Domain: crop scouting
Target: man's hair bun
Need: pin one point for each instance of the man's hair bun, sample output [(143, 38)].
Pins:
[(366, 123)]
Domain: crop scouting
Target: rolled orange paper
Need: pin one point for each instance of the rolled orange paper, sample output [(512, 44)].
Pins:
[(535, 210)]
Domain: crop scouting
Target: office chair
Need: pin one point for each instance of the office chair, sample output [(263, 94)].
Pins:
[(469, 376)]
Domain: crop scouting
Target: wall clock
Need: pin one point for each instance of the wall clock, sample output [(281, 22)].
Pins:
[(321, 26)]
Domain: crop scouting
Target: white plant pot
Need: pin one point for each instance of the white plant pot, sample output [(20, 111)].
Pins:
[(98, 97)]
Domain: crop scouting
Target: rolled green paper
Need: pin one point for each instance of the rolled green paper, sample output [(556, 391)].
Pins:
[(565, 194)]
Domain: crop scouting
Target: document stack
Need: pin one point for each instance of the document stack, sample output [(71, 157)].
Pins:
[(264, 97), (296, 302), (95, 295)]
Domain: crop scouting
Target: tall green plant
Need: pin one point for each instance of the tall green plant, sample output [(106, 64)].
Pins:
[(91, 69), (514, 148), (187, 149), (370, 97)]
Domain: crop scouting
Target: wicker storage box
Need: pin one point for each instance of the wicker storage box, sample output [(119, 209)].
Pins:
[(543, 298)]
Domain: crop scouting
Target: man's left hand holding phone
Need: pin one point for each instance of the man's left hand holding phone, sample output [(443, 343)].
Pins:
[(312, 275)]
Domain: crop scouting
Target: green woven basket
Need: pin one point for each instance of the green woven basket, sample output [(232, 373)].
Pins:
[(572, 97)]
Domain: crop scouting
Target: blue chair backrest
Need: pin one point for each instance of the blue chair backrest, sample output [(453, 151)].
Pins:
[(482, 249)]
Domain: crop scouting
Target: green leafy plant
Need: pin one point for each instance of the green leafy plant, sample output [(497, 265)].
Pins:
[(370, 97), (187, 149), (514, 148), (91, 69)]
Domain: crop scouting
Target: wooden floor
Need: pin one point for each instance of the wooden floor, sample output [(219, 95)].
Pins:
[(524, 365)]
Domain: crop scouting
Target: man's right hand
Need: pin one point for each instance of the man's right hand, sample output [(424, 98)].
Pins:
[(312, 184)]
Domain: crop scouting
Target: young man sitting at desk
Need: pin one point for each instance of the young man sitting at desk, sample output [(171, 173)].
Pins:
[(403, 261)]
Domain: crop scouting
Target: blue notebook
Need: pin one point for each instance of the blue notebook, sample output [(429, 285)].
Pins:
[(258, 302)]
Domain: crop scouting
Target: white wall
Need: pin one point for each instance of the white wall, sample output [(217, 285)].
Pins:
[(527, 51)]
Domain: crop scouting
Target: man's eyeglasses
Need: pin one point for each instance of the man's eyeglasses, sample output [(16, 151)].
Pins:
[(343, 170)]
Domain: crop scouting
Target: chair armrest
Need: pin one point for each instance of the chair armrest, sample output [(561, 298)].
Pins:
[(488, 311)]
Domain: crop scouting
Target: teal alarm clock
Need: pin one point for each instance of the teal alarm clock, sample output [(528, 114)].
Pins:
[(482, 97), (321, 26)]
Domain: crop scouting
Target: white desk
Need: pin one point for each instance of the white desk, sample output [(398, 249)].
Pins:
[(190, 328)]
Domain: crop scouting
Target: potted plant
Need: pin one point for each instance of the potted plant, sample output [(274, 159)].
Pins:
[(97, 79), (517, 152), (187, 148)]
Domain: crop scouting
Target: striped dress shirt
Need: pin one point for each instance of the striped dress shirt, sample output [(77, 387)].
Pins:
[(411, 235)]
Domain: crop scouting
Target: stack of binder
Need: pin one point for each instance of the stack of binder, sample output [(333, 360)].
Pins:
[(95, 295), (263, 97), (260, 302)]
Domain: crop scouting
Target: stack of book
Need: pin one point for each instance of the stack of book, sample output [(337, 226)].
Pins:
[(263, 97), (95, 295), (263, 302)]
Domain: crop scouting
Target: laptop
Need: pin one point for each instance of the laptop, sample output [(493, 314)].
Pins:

============================================================

#### [What is expected]
In the entries above, please find the line with "Need: pin one point for each instance of the wicker" and the line with "Target: green leafy plant", then write out exactly those two lines and every line between them, and nothing more.

#### [Final answer]
Need: pin one point for each instance of the wicker storage box, sample output [(119, 209)].
Pins:
[(543, 298)]
Domain: crop scouting
Target: man's left hand holding phone
Need: pin one point for each instance of the man's left hand holding phone, sample output [(443, 343)].
Pins:
[(312, 275)]
Domain: crop scouting
Target: green woven basket
Need: pin one point for each instance of the green woven basket, sample output [(232, 373)].
Pins:
[(572, 97)]
Domain: crop scouting
Target: blue chair backrest
Need: pin one point for each instance of the blue chair backrest, sample output [(453, 151)].
Pins:
[(482, 249)]
Domain: crop scouting
Target: green leafy plant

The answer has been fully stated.